→ Exercise:
Answer these questions from the population health text:
1. Over how many years has population health transformed the world of healthcare?
2. What role does an effective population health program serve in a patient's healthcare strategy?
3. What must analytics be in order to be useful?

In the last 12-15 years, population health has transformed the world of healthcare. Providers and payers alike now understand that while the US healthcare system is great at treating acute injuries, there is much room for improvement in the fight against chronic diseases.

Population health programs aim to create a coordinated, holistic approach to healthcare. An effective population health program serves as the “quarterback” of a patient’s healthcare strategy, coordinating the providers, payer, and patient into one team.

These are the three most effective strategies in running a successful population health program.

      • Get Patient Focused
      • Build a Data-Driven Organization
      • Increase Trust Between The Payer and Provider


Get Patient-Focused:

Other industries have long ago adopted a customer-centric approach to business. Retail, finance, and technology all design their processes and procedures to make the customer’s life as easy as possible. Prices are transparent, processes are clear, and mistakes are rare. Healthcare has a long way to go to catch up in this regard. Adopting a customer-focused mindset where principles like transparency, care coordination, and customer-service are embraced is essential to any population health program.


Build a Data-Driven Organization:

With the growth of technology, data and analytics have become central to any population health strategy. Analytics need to be actionable (i.e. they directly inform decisions) to be useful. If not managed carefully, analytics can become a money sink where analytic outputs are not trusted or used by the operators.

→ Listed records:
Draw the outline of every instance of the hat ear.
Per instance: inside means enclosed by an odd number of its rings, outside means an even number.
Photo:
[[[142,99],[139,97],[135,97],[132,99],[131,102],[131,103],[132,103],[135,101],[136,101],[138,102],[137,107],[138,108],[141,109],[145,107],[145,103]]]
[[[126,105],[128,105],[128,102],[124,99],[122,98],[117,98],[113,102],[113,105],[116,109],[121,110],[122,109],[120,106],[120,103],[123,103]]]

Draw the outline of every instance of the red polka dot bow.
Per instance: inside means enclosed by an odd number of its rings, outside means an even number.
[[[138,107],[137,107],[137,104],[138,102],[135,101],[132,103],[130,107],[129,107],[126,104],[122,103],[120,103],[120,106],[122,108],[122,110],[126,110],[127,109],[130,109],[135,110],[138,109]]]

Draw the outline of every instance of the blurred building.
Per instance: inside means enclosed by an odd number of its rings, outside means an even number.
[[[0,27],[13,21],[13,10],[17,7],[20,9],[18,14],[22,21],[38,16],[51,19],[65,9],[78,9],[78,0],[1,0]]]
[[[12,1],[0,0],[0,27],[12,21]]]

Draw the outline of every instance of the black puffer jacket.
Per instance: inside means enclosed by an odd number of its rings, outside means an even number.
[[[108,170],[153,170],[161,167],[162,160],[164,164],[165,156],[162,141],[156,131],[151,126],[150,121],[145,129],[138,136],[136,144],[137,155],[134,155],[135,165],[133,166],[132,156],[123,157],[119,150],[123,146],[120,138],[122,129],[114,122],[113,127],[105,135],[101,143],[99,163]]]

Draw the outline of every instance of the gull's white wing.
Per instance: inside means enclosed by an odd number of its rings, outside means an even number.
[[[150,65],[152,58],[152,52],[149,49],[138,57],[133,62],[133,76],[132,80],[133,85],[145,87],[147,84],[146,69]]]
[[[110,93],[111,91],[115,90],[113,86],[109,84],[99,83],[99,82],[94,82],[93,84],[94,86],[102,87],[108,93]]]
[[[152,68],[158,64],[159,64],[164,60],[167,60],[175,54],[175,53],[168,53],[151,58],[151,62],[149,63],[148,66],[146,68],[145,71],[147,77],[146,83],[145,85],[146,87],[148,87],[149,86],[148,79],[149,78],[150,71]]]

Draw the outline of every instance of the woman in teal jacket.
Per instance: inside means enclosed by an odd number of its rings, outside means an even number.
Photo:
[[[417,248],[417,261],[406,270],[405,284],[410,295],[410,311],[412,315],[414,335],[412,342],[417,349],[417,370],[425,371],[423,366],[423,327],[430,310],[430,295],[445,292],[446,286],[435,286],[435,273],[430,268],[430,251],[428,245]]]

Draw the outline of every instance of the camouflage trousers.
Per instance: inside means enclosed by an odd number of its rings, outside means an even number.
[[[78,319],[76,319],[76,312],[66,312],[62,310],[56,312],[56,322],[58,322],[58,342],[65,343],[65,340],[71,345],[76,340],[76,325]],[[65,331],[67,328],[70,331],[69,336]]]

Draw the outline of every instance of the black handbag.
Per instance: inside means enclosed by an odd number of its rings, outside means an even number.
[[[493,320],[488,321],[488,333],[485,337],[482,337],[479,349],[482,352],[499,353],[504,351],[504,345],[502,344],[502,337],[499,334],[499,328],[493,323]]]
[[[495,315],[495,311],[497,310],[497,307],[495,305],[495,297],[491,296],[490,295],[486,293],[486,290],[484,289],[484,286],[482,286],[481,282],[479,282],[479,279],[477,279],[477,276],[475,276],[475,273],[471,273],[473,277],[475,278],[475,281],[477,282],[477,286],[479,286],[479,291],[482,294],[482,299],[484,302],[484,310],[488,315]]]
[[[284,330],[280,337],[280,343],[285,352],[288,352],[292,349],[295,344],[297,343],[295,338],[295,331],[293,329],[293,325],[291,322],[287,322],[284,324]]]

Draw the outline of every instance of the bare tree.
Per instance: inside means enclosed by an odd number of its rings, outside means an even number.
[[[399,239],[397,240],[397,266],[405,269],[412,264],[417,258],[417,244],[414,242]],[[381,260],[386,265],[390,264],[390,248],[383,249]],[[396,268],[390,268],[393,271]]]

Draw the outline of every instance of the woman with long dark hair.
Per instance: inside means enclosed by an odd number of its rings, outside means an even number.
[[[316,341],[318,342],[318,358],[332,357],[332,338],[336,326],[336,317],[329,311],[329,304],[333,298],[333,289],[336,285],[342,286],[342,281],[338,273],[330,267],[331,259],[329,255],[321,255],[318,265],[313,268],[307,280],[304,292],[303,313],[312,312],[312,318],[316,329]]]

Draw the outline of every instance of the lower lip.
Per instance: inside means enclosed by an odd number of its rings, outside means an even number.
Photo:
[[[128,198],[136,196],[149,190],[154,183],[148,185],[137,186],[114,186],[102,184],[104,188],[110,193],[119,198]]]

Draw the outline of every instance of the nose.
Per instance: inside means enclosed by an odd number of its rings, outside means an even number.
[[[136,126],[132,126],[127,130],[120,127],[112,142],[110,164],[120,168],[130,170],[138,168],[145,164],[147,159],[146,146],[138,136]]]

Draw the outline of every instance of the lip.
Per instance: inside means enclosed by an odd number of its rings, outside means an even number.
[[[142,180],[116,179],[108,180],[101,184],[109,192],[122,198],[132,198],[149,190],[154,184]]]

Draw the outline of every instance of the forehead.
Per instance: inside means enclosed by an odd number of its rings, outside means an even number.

→ Answer to this exercise:
1. The last 12-15 years.
2. It serves as the "quarterback," coordinating the providers, payer, and patient into one team.
3. Actionable, meaning they directly inform decisions.